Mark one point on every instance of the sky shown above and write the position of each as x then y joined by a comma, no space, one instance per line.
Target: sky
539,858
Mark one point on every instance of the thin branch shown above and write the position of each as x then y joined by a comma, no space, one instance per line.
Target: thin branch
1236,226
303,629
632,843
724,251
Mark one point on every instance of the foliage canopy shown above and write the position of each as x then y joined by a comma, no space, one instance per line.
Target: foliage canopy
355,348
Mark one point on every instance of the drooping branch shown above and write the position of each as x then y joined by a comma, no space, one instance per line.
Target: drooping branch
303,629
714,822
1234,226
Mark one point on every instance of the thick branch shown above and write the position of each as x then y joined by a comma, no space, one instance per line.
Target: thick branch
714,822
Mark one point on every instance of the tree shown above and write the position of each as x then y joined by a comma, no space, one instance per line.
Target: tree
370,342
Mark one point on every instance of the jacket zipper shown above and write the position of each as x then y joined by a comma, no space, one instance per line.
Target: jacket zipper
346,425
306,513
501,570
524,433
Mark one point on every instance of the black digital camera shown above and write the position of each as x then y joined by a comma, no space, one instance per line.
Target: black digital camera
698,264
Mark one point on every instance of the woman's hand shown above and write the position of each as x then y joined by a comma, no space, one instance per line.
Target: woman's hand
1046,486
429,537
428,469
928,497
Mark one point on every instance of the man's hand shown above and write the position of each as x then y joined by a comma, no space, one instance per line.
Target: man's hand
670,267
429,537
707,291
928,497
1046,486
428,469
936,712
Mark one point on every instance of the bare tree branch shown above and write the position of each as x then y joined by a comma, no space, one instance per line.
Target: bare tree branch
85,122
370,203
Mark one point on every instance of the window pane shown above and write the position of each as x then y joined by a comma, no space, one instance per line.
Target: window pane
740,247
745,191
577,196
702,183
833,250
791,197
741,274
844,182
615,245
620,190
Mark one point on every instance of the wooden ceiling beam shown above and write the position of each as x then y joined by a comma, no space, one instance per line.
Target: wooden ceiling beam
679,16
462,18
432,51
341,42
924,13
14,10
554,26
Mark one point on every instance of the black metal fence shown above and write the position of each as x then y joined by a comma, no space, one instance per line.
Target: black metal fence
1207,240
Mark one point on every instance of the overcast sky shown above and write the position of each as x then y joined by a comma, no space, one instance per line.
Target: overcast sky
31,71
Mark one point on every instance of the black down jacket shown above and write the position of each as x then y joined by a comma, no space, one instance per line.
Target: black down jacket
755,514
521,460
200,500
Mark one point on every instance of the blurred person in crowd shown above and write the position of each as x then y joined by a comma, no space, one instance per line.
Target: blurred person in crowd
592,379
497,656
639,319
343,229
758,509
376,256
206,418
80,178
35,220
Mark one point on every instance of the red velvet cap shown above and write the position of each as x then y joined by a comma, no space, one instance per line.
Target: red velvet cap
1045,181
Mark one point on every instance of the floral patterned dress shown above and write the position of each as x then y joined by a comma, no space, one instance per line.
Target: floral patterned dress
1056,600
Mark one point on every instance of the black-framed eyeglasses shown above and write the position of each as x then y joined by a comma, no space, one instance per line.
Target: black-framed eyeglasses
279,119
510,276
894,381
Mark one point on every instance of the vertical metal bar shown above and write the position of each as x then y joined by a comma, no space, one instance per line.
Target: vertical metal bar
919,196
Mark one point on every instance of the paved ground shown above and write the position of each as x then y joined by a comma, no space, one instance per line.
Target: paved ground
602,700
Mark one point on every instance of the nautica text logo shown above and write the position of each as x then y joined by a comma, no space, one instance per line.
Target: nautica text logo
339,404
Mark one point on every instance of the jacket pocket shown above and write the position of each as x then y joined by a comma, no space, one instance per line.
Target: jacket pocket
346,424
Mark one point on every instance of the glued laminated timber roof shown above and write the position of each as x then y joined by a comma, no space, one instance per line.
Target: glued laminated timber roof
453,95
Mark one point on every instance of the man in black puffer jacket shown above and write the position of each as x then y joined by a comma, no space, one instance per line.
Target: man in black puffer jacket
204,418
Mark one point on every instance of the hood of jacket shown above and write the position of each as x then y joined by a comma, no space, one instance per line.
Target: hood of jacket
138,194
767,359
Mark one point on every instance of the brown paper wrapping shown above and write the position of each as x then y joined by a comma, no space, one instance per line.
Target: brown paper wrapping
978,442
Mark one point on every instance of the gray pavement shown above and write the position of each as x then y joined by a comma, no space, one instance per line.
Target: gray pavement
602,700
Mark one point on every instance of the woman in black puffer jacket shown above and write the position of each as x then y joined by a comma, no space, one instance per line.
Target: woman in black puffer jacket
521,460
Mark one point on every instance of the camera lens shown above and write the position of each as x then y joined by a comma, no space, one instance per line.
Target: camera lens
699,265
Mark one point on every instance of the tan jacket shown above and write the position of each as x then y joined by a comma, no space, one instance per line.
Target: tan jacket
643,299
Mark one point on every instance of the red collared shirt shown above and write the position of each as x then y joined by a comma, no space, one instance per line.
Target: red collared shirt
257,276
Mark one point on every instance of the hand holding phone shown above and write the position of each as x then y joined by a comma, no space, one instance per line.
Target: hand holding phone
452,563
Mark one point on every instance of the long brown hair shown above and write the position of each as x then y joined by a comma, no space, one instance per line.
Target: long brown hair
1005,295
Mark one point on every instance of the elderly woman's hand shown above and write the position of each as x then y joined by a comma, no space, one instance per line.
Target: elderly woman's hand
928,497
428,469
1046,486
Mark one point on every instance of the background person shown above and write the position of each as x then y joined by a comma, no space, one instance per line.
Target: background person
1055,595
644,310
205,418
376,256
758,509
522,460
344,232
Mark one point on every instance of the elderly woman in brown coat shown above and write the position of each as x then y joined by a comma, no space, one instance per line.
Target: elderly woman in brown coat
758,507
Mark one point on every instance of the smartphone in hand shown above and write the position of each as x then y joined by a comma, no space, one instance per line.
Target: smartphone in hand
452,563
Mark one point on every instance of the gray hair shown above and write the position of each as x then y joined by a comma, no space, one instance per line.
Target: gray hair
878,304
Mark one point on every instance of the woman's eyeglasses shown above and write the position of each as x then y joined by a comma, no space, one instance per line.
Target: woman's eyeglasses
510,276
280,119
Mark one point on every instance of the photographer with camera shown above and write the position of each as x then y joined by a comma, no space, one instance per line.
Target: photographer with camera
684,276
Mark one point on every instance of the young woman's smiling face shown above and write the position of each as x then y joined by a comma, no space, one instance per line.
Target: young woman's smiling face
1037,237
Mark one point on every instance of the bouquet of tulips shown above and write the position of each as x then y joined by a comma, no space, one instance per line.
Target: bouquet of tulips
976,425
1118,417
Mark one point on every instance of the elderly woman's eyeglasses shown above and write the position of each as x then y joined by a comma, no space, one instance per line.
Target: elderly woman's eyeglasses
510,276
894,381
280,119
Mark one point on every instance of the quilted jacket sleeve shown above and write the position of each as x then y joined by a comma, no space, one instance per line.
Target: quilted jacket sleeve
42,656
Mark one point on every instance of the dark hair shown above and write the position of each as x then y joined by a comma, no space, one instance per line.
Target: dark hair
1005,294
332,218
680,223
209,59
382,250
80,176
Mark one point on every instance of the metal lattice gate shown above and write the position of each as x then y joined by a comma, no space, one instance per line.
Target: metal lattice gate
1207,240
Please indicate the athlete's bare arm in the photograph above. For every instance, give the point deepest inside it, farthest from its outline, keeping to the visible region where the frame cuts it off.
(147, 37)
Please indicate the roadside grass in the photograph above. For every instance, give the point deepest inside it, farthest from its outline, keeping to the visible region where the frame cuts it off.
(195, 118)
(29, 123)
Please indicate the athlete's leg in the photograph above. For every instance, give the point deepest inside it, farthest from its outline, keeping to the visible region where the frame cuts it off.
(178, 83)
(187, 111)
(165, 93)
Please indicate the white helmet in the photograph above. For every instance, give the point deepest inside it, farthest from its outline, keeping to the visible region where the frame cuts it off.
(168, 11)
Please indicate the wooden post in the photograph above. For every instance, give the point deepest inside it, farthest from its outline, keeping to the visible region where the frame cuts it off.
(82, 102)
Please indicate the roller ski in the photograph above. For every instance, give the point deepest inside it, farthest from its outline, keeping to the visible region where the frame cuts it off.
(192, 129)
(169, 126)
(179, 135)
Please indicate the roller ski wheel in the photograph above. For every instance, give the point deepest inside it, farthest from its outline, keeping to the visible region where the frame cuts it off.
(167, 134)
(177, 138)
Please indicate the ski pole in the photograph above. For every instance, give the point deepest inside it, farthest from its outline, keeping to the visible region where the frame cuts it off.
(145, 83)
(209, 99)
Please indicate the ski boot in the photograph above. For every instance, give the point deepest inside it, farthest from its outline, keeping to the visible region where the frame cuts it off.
━━━━━━━━━━━━━━━━━━━━━━━━━━━━━━
*Objective:*
Output exactly the lines above, from the one holding "Please indicate the athlete's leg" through the end of the data, including the first and last.

*Output:*
Please indicate the athlete's leg in the photograph above. For every instance, give the point deepest inside it, farthest from its outline, keeping to the visible region where the frame cuts it off.
(178, 83)
(187, 111)
(165, 93)
Please indicate the white helmet in the photograph above. For every instance, give the point deepest inside it, farthest from its outline, keeping to the visible region where the frame cuts it off.
(168, 11)
Please indicate the wooden post in the photograph above. For every instance, give the point deepest inside it, farthest from its outline, keeping to the visible region where the frame cuts it off.
(82, 102)
Please indicate the roller ski in the photograph above. For every instance, give the point deepest inside it, farthest from its outline, keeping to the visible region where the frame cuts it off.
(192, 129)
(169, 126)
(179, 135)
Please indicate the roller ski wheel in the photograph above. For every instance, give the point deepest inside it, farthest from its outline, keeping to the visible region where the frame cuts it off.
(167, 134)
(177, 138)
Please indicate the ski pole in the photograph above. For every instance, give the point deepest inside it, farthest from its outline, keeping to the visible region where the frame cuts it off.
(145, 83)
(209, 99)
Please indicate the ski boot in the photograph above. For every instance, give the point deepest inside it, farthest from its outline, keeping to the visible region where the frame cuts it off.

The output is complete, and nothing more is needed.